### Texto de la página

Esta desdichada era de baja estatura y obesa, aunque en realidad no estaba bien nutrida y, además, sufría los estragos de una enfermedad pulmonar grave tan avanzada que el médico forense examinante dejaría constancia en su reporte que la difunta estaba destinada a fallecer en los próximos meses a consecuencia de ese mal por más que no hubiera entrado en escena su victimario. Había estado casada y tenía dos hijos. Abandonada por su marido a raíz de su afición a la bebida, hacia trabajos ocasionales para sobrevivir como vender flores y labores de ganchillo en ferias vecinales y, ocasionalmente, cuidaba ancianos. No obstante, la necesidad la forzaba a prostituirse y, al igual que sucedía con las otras víctimas, pernoctaba en albergues de la peor catadura.
La persona destinada a encontrar su cuerpo sin vida fue John Davis, un mozo de cuadra que vivía en la referida casa de inquilinato. Cuando salió de la pensión rumbo a su trabajo en el mercado de Spitalfields se llevaría la muy ingrata sorpresa de toparse con el desfigurado cadáver de la mujer yaciendo sobre el suelo del patio, a medio camino entre la casa y la valla.
El cuello de esta difunta aparecía seccionado de forma similar a la de la anterior victima, pero en este caso exhibía incisiones tan hondas y salvajes que daban a entender que el maniaco había tratado de decapitarla. Asimismo le habían practicado la extracción del útero y de porciones de la vejiga y la vagina.
El violento final de Annie la Morena, operado sólo una semana después de tener efecto el similar homicidio de Polly Nichols incrementó grandemente el temor y la zozobra entre los habitantes de los barrios bajos, quienes intuían que un mismo sujeto era el culpable de los desmanes, y que de seguro los volvería a repetir a menos que fuese aprehendido.

### Sobre el ejercicio
Transcribe tal cual el fragmento del texto sobre el asesinato de Annie la Morena que empieza con "La persona destinada" y sigue hasta "y la vagina.". Los datos no guardan relación con el texto sobre el asesinato de Annie la Morena.

### Datos para revisar
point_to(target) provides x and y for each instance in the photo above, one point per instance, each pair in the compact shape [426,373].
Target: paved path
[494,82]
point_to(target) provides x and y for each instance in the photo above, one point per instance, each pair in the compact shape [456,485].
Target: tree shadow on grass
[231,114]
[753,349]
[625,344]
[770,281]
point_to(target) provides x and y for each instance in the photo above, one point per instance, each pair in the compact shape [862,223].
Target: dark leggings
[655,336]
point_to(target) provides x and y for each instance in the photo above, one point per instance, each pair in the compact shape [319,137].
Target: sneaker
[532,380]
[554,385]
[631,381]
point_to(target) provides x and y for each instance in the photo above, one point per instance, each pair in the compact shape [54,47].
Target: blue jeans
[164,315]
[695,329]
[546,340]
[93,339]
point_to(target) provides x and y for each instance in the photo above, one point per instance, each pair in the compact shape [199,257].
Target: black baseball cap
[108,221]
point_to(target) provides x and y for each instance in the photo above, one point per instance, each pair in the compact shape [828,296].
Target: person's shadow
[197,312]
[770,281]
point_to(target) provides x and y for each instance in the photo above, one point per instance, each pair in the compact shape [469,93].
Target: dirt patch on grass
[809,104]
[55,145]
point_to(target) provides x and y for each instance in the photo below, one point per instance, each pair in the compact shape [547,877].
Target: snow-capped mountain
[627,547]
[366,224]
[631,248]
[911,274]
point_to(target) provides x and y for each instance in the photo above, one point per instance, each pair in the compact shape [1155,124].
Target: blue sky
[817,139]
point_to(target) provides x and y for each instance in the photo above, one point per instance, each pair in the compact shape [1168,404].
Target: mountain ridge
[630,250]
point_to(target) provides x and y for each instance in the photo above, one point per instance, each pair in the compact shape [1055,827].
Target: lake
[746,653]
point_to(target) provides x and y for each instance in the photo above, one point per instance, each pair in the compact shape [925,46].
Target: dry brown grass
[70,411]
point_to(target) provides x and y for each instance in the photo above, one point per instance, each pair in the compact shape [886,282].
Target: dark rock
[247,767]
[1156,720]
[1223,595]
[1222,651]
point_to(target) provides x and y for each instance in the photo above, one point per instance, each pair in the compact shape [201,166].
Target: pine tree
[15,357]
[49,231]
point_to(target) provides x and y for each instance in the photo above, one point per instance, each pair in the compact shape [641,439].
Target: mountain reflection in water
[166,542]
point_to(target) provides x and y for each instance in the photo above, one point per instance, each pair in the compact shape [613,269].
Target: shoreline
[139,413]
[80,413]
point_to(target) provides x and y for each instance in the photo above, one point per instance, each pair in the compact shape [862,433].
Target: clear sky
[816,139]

### Resultado
La persona destinada a encontrar su cuerpo sin vida fue John Davis, un mozo de cuadra que vivía en la referida casa de inquilinato. Cuando salió de la pensión rumbo a su trabajo en el mercado de Spitalfields se llevaría la muy ingrata sorpresa de toparse con el desfigurado cadáver de la mujer yaciendo sobre el suelo del patio, a medio camino entre la casa y la valla.
El cuello de esta difunta aparecía seccionado de forma similar a la de la anterior victima, pero en este caso exhibía incisiones tan hondas y salvajes que daban a entender que el maniaco había tratado de decapitarla. Asimismo le habían practicado la extracción del útero y de porciones de la vejiga y la vagina.